Goal of the exercise ▸ Repeat the entries verbatim.

START Records supplied

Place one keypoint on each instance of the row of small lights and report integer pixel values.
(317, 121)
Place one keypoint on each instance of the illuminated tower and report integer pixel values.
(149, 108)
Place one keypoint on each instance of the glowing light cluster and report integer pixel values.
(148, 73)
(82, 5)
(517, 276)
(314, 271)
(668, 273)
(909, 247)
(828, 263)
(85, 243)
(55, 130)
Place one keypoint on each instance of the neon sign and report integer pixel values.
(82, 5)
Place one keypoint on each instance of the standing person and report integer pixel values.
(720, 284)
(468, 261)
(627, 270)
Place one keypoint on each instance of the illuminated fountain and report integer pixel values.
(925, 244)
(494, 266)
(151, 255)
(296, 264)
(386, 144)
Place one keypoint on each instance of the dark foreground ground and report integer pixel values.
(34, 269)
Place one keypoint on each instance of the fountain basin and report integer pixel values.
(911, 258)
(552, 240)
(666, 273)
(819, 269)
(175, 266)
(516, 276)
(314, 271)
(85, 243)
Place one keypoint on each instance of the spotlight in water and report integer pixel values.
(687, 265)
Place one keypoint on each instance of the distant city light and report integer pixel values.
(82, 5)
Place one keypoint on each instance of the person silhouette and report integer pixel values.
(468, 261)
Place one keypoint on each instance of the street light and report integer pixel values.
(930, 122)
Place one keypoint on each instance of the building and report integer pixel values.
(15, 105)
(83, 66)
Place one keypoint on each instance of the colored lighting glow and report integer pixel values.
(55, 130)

END Records supplied

Answer area ▸
Place one keypoint on each instance of the row of small lights and report integer pixel values.
(317, 121)
Place one keypoint on each instance of the illuminated tower and report integer pixel values.
(149, 108)
Place one keypoint on each instance of the glowing light cluster and report integer pixel values.
(148, 73)
(82, 5)
(517, 276)
(314, 271)
(668, 273)
(909, 247)
(828, 263)
(85, 243)
(55, 130)
Place one keypoint on each instance of the neon sign and report integer pixel values.
(82, 5)
Place one keypoint on each instance of the standing person and report integer pixel values.
(720, 284)
(468, 261)
(627, 270)
Place one keypoint on each instance of the illuminated fountain and report integer pixel values.
(925, 244)
(494, 266)
(151, 255)
(296, 264)
(386, 144)
Place one keypoint on each instance of the dark foreground ground and report integer pixel values.
(34, 269)
Place one keypoint on each instance of the fountain basin and report integer pixel values.
(911, 258)
(552, 240)
(666, 273)
(819, 269)
(175, 266)
(516, 276)
(314, 271)
(85, 243)
Place one keypoint on each instance of the spotlight in water and report integer pixel values.
(687, 265)
Place one keypoint on each instance of the distant city light and report integer pixel values.
(82, 5)
Place one keypoint on each instance of the person silhouette and report integer pixel values.
(468, 261)
Place one keypoint on each instance of the street light and report integer pixel values.
(930, 122)
Place one keypoint on each instance of the building and report integer pixel values.
(15, 105)
(83, 66)
Place one keypoint on each instance of the colored lighting glow and report integer pixel values.
(55, 130)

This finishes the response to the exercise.